§ Passage shown:
------------------------------
**Instructions**

Gaming industry.

**Scheme of the company:**

- 20 Designers
- 5 UI/UX Engineers
- 10 Frontend Developers
- 15 Data Engineers
- 5 Backend Developers
- 20 Account Managers
- 1 Maintenance guy that loves basketball
- 10 Executives
- 1 CEO/President.


**Requirements:**  

- Designers like to go to design talks and share knowledge. There must be some nearby companies that also do design.
- 30% of the company staff have at least 1 child.
- Developers like to be near successful tech startups that have raised at least 1 Million dollars.
- Executives like Starbucks A LOT. Ensure there's a starbucks not too far.
- Account managers need to travel a lot.
- Everyone in the company is between 25 and 40, give them some place to go party.
- The CEO is vegan.
- If you want to make the maintenance guy happy, a basketball stadium must be around 10 Km.
- The office dog—"Dobby" needs a hairdresser every month. Ensure there's one not too far away.

**Libraries**

In [43]:
from pymongo import MongoClient
import pandas as pd
import time
import re
import io
import folium
from folium import Choropleth, Circle, Marker, Icon, Map
from folium.plugins import HeatMap, MarkerCluster
#from geopy.geocoders import Nominatim

# Extracting companies from the database

**Establishing connection to the database**

In [44]:
client = MongoClient("localhost:27017")
db = client["ironhack"]
c = db.get_collection("crunchbase")
c

Collection(Database(MongoClient(host=['localhost:27017'], document_class=dict, tz_aware=False, connect=True), 'ironhack'), 'crunchbase')

In [45]:
# Getting all the companies:
result = list(c.find())
------------------------------
§ What to work on:
Can you resume the notebook above on choosing an office location for the gaming company, picking up right after its last line, `result = list(c.find())`?

§ Items:
------------------------------
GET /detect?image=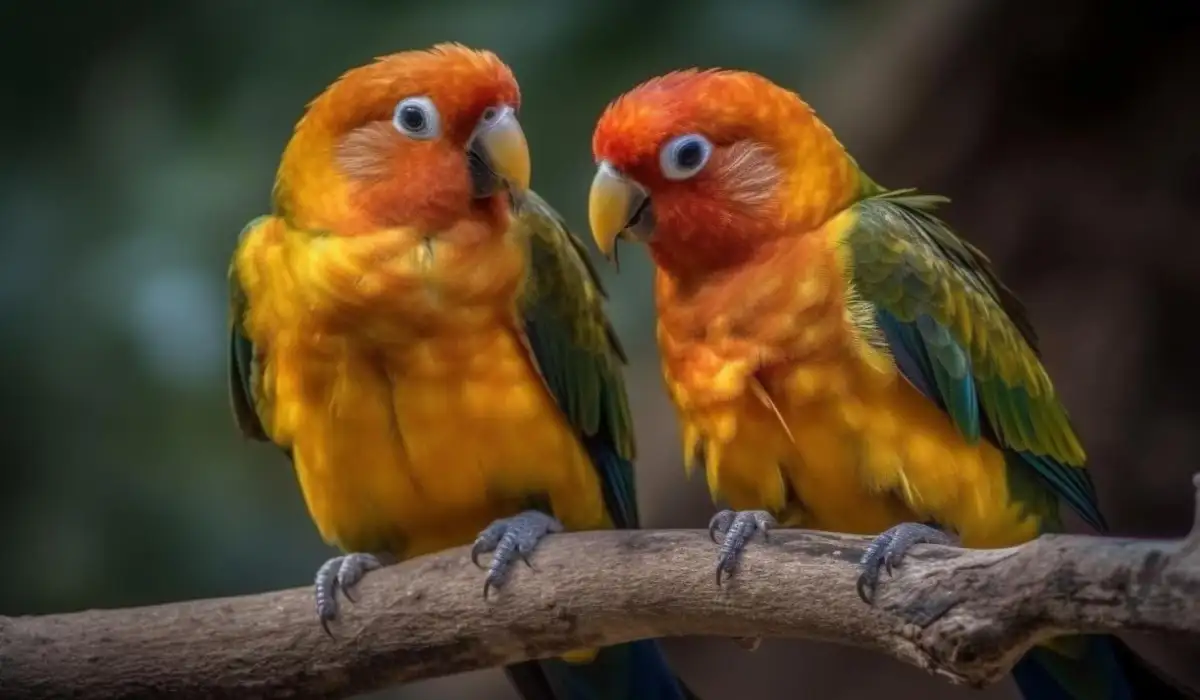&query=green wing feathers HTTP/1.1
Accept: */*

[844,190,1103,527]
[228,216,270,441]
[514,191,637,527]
------------------------------
§ Result for this exercise:
**Exploring the *tags* and *categories***

In [46]:
# Looking at the distinct tags in the database:

tags = []
for i in range(len(result)):
    tags.append(result[i]['tag_list'])
tags = set(tags)
# print(tags)

In [47]:
# Looking at the distinct categories in the database:

categories = []
for i in range(len(result)):
    categories.append(result[i]['category_code'])
categories = set(categories)
# print(categories)

**Things to consider when filtering:**

- I want my company to be in a city with a **gaming industry hub**. Thus, I will select for those with **tags** related to video-games.
- Videogame companies collaborate and outsource other software-related and design companies, so I might want to have them near my company aswell. Some **categories** are interesting: 'games_video', 'software' and 'design'. 
- I want the hub to be composed of **successful** companies, so the total amount of money they raised should be >1M ($/€).
- I could filter the database by these tags and categories and then group the companies by country/city to identify a potential hub.

In [48]:
# Necessary filters: Companies whose 'offices' field is not empty and who have raised more than 1M $/€
office_filter = {'offices' : {"$ne" : []}}
money_filter = {'total_money_raised' : {"$regex" : ".*\d+[MB]"}}
necessary = {"$and" : [office_filter, money_filter]}

# I need a city with a gaming hub, but that also has design and tech companies nearby for my employees:
my_regex = ".*gaming.*|.*game.*|.*design.*|.*tech.*"
tag_filter = {'tag_list' : {"$regex": my_regex}}
overview_filter = {'overview' : {"$regex": my_regex}}
category_filter = {'category_code': {"$regex": my_regex}}

projection = {"_id":0, "name":1, 'total_money_raised':1, 'offices':1, 'tag_list':1}

gaming_companies = list(c.find({"$or": [
                                    {"$and": [necessary, tag_filter, category_filter]},
                                    {"$and": [necessary, overview_filter, category_filter]}
                                        ]}, projection))

len(gaming_companies)

430

In [49]:
gaming_df = pd.DataFrame(gaming_companies)
gaming_df.head()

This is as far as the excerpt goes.